**Assignment**
Copy the listing from its beginning through the line that contains "positive clicks: (92, 13) (99, 22)", keeping every character the same and leaving out any pictures.

**Source records**

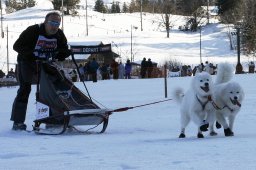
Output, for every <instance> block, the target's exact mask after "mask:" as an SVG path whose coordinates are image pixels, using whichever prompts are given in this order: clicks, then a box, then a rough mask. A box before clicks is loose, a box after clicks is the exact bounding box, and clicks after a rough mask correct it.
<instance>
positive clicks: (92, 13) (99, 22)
mask: <svg viewBox="0 0 256 170" xmlns="http://www.w3.org/2000/svg"><path fill="white" fill-rule="evenodd" d="M89 2H90V4H93V3H92V2H93V1H89ZM47 7H48V8H47ZM50 9H52V6H51V5H50V4H49V1H46V0H44V1H43V0H41V1H38V6H36V7H33V8H30V9H25V10H21V11H18V12H15V13H12V14H6V15H4V20H3V28H4V32H5V38H4V39H0V43H1V45H0V69H3V70H4V71H6V63H7V48H6V46H7V32H6V31H7V26H8V47H9V48H8V49H9V50H8V55H9V62H10V63H11V64H10V68H12V67H14V64H15V63H16V56H17V53H16V52H15V51H13V50H12V45H13V43H14V42H15V40H16V39H17V38H18V36H19V35H20V33H21V32H22V31H23V30H24V29H26V28H27V27H28V26H29V25H31V24H38V23H42V22H43V21H44V17H45V15H46V14H47V13H48V12H49V11H50ZM79 14H80V16H75V17H72V16H64V22H63V26H64V32H65V34H66V36H67V38H68V41H69V43H70V44H72V43H74V42H76V43H79V42H81V43H84V42H95V41H96V42H101V41H102V42H103V43H111V44H112V50H113V51H114V52H116V53H117V54H120V55H121V57H122V58H121V60H123V62H124V61H126V60H127V58H131V38H132V47H133V48H132V52H133V55H134V60H135V61H140V60H142V58H144V57H146V58H151V59H152V61H154V62H157V63H159V64H163V63H164V62H165V61H169V60H176V61H178V62H182V63H183V64H190V65H193V66H194V65H197V64H199V63H200V31H198V32H182V31H179V29H178V27H179V26H181V25H184V24H185V18H184V17H183V16H176V15H175V16H172V17H171V24H172V25H173V28H172V30H171V32H170V38H166V36H167V34H166V31H165V28H164V27H163V26H161V25H160V23H161V22H162V19H161V15H160V14H149V13H143V16H142V29H143V31H141V22H140V21H141V20H140V13H132V14H130V13H127V14H123V13H121V14H102V13H98V12H95V11H93V10H92V9H90V8H88V17H87V18H88V36H87V35H86V34H87V32H86V17H85V16H86V15H85V10H80V11H79ZM210 23H211V24H209V25H207V26H205V27H203V28H202V36H201V42H202V43H201V44H202V46H201V53H202V55H201V58H202V62H205V61H206V60H208V61H209V62H213V63H214V64H217V63H219V62H221V61H228V62H232V63H234V64H235V63H236V62H237V54H236V51H234V50H230V44H229V39H228V36H227V35H228V34H227V32H228V31H229V28H228V27H227V26H226V25H223V24H219V23H218V22H217V21H216V20H215V19H213V18H212V19H211V20H210ZM131 31H132V32H131ZM250 60H254V59H253V58H247V57H245V56H243V55H242V57H241V62H242V63H245V62H246V63H248V61H250Z"/></svg>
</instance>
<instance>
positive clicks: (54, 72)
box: [33, 51, 111, 135]
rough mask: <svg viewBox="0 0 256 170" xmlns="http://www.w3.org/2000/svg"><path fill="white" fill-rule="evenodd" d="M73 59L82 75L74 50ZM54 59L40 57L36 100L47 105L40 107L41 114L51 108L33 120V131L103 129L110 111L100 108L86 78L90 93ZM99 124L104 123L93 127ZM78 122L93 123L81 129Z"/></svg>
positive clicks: (59, 130)
mask: <svg viewBox="0 0 256 170" xmlns="http://www.w3.org/2000/svg"><path fill="white" fill-rule="evenodd" d="M47 53H49V51H47ZM72 60H73V62H74V64H75V66H76V69H77V72H78V75H79V77H80V78H81V74H80V72H79V69H78V65H77V63H76V62H75V59H74V55H73V54H72ZM52 61H54V60H51V61H49V60H48V59H47V60H43V61H42V60H38V61H37V71H38V80H37V91H36V101H37V104H43V105H44V108H43V109H42V108H40V111H39V112H40V114H41V112H44V111H48V112H49V114H48V116H46V117H42V118H37V119H36V120H34V126H33V131H34V132H35V133H36V134H45V135H60V134H63V133H64V132H66V130H67V129H73V130H76V131H78V132H80V133H104V132H105V130H106V128H107V126H108V120H109V115H110V114H111V111H109V110H108V109H101V108H100V107H99V106H97V105H96V104H95V103H94V102H93V101H92V99H91V97H90V95H89V92H88V90H87V88H86V86H85V83H84V81H83V84H84V87H85V88H86V91H87V93H88V96H86V95H85V94H84V93H82V92H81V91H80V90H79V89H78V88H76V87H75V85H74V84H73V83H72V82H71V81H70V80H68V79H67V78H66V77H65V75H64V73H63V72H61V70H60V69H58V68H57V66H56V65H55V64H54V62H52ZM46 87H47V88H46ZM37 112H38V109H37ZM43 124H45V128H42V126H41V125H43ZM100 124H102V128H101V129H100V130H97V132H94V131H92V129H94V128H96V127H98V126H99V125H100ZM47 125H55V126H56V127H58V128H54V126H53V127H51V128H46V127H47ZM79 126H83V127H84V126H87V127H88V126H90V127H91V128H87V129H86V130H81V129H78V127H79ZM97 129H99V128H97Z"/></svg>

**Written response**
Output, for every <instance> block, the target's exact mask after "mask:" as an SVG path whose coordinates are image pixels, using whichever prompts are given in this order: clicks, then a box, then a rough mask. A box before clicks is loose, a box after clicks is the exact bounding box, and clicks after a rough mask correct it.
<instance>
positive clicks: (92, 13) (99, 22)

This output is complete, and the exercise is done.